Input rows →
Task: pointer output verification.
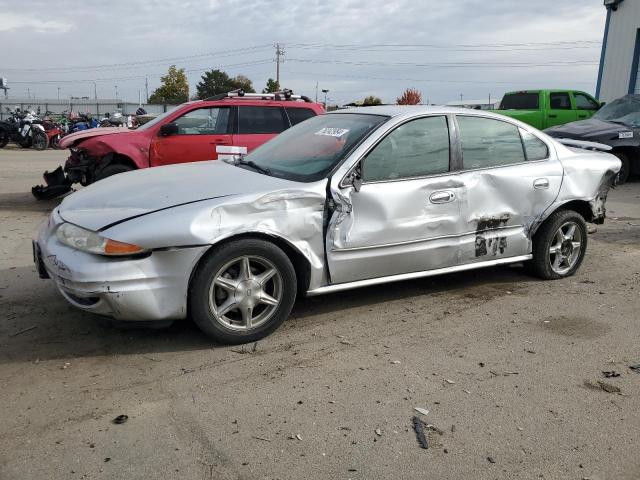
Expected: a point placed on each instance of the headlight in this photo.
(88, 241)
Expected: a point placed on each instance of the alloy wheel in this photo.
(245, 292)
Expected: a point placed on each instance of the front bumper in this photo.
(154, 287)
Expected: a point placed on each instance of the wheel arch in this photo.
(300, 262)
(582, 207)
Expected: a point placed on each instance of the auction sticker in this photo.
(332, 132)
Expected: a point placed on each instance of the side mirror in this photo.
(168, 129)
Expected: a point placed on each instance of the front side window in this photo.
(559, 101)
(312, 149)
(414, 149)
(204, 121)
(584, 102)
(487, 142)
(260, 120)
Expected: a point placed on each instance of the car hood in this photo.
(69, 140)
(588, 129)
(141, 192)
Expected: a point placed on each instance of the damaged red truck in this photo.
(227, 124)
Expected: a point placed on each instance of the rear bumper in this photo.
(151, 288)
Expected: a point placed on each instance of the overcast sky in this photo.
(353, 48)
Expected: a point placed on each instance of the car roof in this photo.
(415, 110)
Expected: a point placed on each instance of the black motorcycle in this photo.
(25, 129)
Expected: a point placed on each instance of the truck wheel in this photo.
(623, 174)
(112, 169)
(559, 245)
(243, 291)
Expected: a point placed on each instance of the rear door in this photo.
(199, 132)
(586, 105)
(258, 124)
(511, 177)
(560, 110)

Short exercise → Please rewrite the entries above with "instance" changed to "occurrence" throughout, keeping everything else the same and leaving out the pictures.

Response to the exercise →
Task: pointer output verification.
Expected: a point placed on each occurrence of the headlight in this photo.
(88, 241)
Expected: a point placed on each occurrence of the alloy wheel in this photo.
(245, 292)
Expected: a point placed on each occurrence of the front bumper in this photo.
(154, 287)
Expected: a point placed on each occurrence of the wheel arch in this photo.
(300, 262)
(582, 207)
Expected: a point placed on each occurrence of the auction sticker in this photo.
(332, 132)
Expected: a point placed on each occurrence of the side mirror in this photo.
(168, 129)
Expected: a point placed on each occurrence of the front side window in this photo.
(559, 101)
(312, 149)
(414, 149)
(204, 121)
(584, 102)
(487, 142)
(260, 120)
Expected: a point placed on each occurrence of the car hood in this photo.
(69, 140)
(588, 129)
(141, 192)
Expected: a point placed on each occurrence of the damaged red truck in this photo.
(227, 124)
Expected: a point placed on each occurrence of the rear bumper in this photo.
(151, 288)
Expected: a point placed on each occurrence of the overcast sky in this photo.
(353, 48)
Expected: a point placed on each occurrence of the car roof in this photo.
(415, 110)
Expected: a point placed on each occurrence of the black motorcycle in this photo.
(25, 129)
Expected: a point placed on each occurrence of the truck wheel in this photo.
(623, 174)
(112, 169)
(559, 245)
(243, 291)
Expected: a point placed on each occurrence of the rear door in this photo.
(199, 132)
(586, 105)
(258, 124)
(511, 177)
(560, 110)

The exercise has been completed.